-- Begin Task input --

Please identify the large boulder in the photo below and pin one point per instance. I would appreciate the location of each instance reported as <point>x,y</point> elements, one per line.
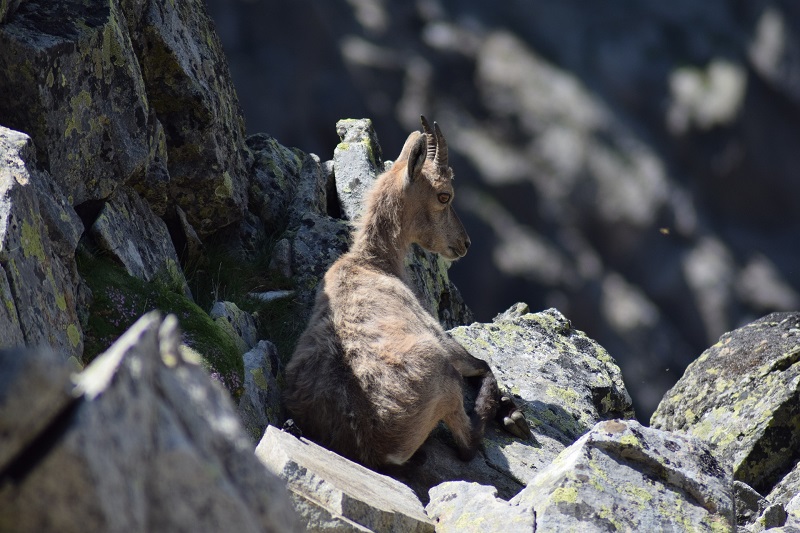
<point>357,162</point>
<point>742,395</point>
<point>563,381</point>
<point>622,476</point>
<point>188,85</point>
<point>149,443</point>
<point>78,91</point>
<point>39,232</point>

-- End Task input --

Swap "boulder" for "rock" in the items above and write them out again with everything else unchanged, leaving out the pictures.

Task response.
Please identify the large rock in the photo below and pin one point per instance. I would appreciate the location of each instance reported as <point>x,y</point> elements, one per line.
<point>357,162</point>
<point>742,395</point>
<point>563,381</point>
<point>622,476</point>
<point>188,85</point>
<point>149,443</point>
<point>78,91</point>
<point>39,232</point>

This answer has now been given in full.